Records contained in a dataset
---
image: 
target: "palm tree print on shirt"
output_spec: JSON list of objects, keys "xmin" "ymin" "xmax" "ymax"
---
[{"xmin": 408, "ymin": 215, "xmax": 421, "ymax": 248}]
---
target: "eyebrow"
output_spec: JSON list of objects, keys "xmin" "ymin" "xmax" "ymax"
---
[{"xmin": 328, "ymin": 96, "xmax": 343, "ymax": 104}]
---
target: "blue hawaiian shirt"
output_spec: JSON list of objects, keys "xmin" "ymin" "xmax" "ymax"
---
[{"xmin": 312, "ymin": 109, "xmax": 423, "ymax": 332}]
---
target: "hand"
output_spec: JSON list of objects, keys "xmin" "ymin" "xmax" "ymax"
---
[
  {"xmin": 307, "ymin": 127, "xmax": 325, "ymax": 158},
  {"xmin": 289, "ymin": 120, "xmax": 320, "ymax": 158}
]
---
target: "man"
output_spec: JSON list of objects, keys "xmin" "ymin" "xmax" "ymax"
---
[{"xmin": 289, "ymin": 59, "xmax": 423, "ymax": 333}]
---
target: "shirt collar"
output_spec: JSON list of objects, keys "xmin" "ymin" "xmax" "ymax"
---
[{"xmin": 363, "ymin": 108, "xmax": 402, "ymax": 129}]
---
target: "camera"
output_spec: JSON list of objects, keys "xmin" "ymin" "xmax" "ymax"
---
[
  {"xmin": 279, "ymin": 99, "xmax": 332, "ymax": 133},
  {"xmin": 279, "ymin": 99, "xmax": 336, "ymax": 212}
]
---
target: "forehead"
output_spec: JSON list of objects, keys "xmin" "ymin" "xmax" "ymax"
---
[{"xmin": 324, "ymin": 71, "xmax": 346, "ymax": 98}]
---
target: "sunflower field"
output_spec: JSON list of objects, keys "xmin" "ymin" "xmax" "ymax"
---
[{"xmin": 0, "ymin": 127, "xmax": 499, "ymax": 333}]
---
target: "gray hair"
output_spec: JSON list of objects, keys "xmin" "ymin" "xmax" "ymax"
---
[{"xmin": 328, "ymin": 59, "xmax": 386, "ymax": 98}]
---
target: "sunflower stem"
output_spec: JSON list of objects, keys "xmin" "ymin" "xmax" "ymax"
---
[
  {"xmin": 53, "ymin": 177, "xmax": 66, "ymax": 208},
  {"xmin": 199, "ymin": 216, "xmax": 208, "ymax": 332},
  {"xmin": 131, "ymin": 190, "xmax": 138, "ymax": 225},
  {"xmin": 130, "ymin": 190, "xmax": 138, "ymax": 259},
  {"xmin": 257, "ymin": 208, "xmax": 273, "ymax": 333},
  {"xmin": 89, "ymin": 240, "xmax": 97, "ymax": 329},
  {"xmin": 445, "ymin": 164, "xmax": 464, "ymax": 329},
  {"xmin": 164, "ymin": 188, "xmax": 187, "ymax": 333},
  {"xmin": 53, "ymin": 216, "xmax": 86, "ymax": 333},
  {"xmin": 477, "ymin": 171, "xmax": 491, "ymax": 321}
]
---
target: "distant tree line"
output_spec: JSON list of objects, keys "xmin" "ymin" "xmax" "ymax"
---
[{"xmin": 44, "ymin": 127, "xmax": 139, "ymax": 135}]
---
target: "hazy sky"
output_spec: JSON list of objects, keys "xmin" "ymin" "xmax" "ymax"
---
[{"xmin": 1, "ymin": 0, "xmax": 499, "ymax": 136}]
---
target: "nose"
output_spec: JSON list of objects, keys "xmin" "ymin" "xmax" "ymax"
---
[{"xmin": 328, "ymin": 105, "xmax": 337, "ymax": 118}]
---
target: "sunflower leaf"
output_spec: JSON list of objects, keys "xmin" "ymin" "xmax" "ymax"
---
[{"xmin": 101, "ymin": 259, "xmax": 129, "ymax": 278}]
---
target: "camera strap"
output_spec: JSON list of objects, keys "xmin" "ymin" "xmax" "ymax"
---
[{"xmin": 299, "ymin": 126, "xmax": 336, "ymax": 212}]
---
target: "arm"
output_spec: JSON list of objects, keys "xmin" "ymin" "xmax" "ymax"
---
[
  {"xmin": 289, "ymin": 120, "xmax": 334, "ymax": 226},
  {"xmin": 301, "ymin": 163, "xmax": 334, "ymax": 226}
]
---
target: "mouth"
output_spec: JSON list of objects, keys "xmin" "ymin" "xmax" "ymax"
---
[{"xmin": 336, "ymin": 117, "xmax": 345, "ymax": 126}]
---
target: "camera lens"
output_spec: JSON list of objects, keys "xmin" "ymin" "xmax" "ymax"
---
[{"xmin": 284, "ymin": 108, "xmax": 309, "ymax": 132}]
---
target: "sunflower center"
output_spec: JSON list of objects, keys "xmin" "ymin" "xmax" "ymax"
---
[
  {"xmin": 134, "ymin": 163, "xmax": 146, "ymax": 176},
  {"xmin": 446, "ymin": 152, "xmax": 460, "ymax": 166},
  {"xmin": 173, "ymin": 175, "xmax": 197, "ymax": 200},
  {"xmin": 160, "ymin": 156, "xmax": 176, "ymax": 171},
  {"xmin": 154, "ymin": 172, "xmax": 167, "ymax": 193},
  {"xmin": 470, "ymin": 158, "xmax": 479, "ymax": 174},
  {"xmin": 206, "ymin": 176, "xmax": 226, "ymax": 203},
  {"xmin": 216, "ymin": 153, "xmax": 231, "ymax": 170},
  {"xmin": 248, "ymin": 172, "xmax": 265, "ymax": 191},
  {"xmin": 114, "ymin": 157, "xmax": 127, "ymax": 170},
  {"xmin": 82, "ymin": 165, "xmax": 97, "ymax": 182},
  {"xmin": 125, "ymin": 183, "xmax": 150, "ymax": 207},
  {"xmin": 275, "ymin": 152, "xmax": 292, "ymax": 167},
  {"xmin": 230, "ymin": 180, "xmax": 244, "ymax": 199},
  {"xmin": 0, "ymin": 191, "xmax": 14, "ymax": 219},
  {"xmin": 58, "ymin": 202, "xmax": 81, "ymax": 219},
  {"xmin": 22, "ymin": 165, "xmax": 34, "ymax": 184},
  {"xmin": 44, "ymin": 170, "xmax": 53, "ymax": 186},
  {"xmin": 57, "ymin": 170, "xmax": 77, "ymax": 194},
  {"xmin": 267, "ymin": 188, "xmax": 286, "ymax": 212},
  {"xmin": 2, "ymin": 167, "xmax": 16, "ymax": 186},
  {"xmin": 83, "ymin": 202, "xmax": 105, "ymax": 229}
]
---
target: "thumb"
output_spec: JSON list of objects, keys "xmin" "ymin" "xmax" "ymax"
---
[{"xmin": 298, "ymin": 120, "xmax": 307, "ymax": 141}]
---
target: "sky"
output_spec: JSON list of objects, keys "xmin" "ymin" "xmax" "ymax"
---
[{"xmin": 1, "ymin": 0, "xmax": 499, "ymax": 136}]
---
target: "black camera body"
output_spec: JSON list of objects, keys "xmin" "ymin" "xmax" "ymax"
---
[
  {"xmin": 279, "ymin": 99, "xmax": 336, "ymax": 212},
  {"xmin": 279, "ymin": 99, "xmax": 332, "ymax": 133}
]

■ **Problem details**
Lines of the data above that include the string "tree" must each be copied.

■ **Output**
target: "palm tree print on shirt"
target: "distant tree line"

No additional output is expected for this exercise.